Tarefa proposta 1
Converta em tabela Markdown, com as colunas Índice e Entrada, somente as linhas das entradas que vão da linha que contém "wearing black flat" até a linha que contém "107 90 L 110", incluindo ambas e omitindo linhas em branco.

Texto de leitura
Pontua que não ficou demonstrado o elemento subjetivo dos crimes narrados na queixa-crime, sendo certo que não houve dolo de atingir a honra da vítima.
Argumenta que:
(...) não havendo dolo e ou vontade livre e consciente, bem como não tendo sido imputado falsamente ao Querelante a prática de crime ou de fatos ofensivos à reputação, tem-se que não há como se reconhecer a prática dos crimes previstos nos artigos 138, 139 e 140 do Código Penal, pois o advogado ao fazer qualquer afirmação tida como supostamente desonrosa buscou tão somente defender seu cliente, trazendo aos autos, fatos e expressões diretamente ligadas a tese defensiva, que no ânimo de defender seu cliente e apresentar os fatos ao juízo, faz incidir a imunidade profissional (fl. 90).
Assere que, com relação aos crimes de injúria e difamação incide a exclusão prevista no art. 142 do Código Penal para as ofensas irrogadas em juízo na discussão da causa, segundo opinado pelo Ministério Público estadual em parecer lançado nos Autos de Notificação para Explicações nº 0018125-87.2022.8.16.0013.
Frisa que foi imputada a prática de cometimento de supostos 03 (três) tipos penais, quando 02 (dois) são expressamente vedados por Lei. Entende que tal procedimento foi adotado porque "o único tipo penal (Calúnia) passível de vir a Juízo, deveria ter sido promovido perante o Juizado Especial Criminal, por força do artigo 61 da Lei 9.099/95, e artigo 98, inciso I, da Magna Carta" (fl. 96).
Pontua que a ação penal deve tramitar perante o Juizado Especial Criminal.
Argui a inviolabilidade do advogado por seus atos e manifestações no exercício da profissão, nos limites da lei.
Requer, ao final, o provimento do recurso ordinário para que seja trancada a ação penal.
As informações foram prestadas às fls. 128-136 e 142-159.
Às fls. 163-172, foi lançado o parecer ministerial.
É o relatório. DECIDO.
O trancamento da ação penal constitui medida excepcional, justificada apenas quando comprovadas, de plano, sem necessidade de análise aprofundada de fatos e provas, a atipicidade da conduta, a presença de causa de extinção de punibilidade, a ausência de indícios mínimos de autoria ou de prova da materialidade.

Entradas de dados coletadas

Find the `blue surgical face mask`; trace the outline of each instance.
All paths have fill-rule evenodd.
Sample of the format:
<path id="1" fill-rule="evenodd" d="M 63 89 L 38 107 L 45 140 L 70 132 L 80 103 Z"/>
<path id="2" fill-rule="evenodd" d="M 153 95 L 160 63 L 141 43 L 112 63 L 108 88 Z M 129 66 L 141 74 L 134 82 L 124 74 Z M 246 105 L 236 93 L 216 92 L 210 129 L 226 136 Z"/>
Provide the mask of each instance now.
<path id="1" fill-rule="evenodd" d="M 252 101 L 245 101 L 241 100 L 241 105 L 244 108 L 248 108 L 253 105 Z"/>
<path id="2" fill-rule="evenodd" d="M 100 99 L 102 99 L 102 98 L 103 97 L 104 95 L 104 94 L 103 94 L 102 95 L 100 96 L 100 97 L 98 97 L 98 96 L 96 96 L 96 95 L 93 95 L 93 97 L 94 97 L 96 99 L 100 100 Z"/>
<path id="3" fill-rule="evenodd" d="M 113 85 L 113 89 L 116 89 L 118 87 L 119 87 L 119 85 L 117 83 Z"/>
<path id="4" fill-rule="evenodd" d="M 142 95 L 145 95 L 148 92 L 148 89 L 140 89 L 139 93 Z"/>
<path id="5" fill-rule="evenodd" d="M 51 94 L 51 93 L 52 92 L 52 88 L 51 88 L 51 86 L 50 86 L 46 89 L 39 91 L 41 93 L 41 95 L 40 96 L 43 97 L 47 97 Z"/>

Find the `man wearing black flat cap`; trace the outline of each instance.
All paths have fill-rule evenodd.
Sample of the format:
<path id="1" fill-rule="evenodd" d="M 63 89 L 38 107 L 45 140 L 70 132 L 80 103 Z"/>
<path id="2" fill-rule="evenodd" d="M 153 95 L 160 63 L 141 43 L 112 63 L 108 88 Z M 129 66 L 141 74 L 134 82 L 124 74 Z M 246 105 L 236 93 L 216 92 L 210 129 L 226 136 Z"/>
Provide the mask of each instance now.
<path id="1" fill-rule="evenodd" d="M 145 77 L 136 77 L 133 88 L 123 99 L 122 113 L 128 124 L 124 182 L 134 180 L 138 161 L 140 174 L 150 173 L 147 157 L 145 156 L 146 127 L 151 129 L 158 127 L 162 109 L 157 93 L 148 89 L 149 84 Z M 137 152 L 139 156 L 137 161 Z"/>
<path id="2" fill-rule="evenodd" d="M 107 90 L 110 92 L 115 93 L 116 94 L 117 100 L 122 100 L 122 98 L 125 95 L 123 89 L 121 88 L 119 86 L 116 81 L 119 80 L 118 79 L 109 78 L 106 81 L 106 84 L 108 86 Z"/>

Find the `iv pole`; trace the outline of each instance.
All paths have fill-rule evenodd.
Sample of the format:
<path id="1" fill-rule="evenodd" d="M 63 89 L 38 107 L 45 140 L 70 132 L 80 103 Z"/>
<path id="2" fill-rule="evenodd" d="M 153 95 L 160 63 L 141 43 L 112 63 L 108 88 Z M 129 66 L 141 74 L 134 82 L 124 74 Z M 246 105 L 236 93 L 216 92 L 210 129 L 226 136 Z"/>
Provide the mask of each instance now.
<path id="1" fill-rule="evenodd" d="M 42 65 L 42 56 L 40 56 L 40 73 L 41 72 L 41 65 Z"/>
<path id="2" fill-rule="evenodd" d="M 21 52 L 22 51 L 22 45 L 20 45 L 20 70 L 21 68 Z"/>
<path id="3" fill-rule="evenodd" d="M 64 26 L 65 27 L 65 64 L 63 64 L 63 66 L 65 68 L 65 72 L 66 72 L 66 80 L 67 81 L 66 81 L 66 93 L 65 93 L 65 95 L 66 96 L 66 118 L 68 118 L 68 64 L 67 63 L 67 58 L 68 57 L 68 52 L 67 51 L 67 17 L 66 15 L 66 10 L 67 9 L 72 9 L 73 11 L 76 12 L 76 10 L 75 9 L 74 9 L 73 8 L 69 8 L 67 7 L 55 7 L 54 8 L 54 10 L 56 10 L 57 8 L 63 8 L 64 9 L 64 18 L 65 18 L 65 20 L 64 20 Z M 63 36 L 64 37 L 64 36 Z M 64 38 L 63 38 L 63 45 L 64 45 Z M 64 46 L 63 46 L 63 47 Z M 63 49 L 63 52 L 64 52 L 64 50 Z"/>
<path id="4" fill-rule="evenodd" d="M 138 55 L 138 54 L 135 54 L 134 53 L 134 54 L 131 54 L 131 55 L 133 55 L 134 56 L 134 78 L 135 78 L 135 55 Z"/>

Tarefa proposta 2
Liste todos os artigos do Código Penal citados no texto sobre o pedido de trancamento da ação penal.

Resultado da tarefa 1
| Índice | Entrada |
|---|---|
| 1 | Find the `man wearing black flat cap`; trace the outline of each instance. |
| 2 | All paths have fill-rule evenodd. |
| 3 | Sample of the format: |
| 4 | <path id="1" fill-rule="evenodd" d="M 63 89 L 38 107 L 45 140 L 70 132 L 80 103 Z"/> |
| 5 | <path id="2" fill-rule="evenodd" d="M 153 95 L 160 63 L 141 43 L 112 63 L 108 88 Z M 129 66 L 141 74 L 134 82 L 124 74 Z M 246 105 L 236 93 L 216 92 L 210 129 L 226 136 Z"/> |
| 6 | Provide the mask of each instance now. |
| 7 | <path id="1" fill-rule="evenodd" d="M 145 77 L 136 77 L 133 88 L 123 99 L 122 113 L 128 124 L 124 182 L 134 180 L 138 161 L 140 174 L 150 173 L 147 157 L 145 156 L 146 127 L 151 129 L 158 127 L 162 109 L 157 93 L 148 89 L 149 84 Z M 137 152 L 139 156 L 137 161 Z"/> |
| 8 | <path id="2" fill-rule="evenodd" d="M 107 90 L 110 92 L 115 93 L 116 94 L 117 100 L 122 100 L 122 98 L 125 95 L 123 89 L 121 88 L 119 86 L 116 81 L 119 80 L 118 79 L 109 78 L 106 81 L 106 84 L 108 86 Z"/> |

Resultado da tarefa 2
- Art. 138
- Art. 139
- Art. 140
- Art. 142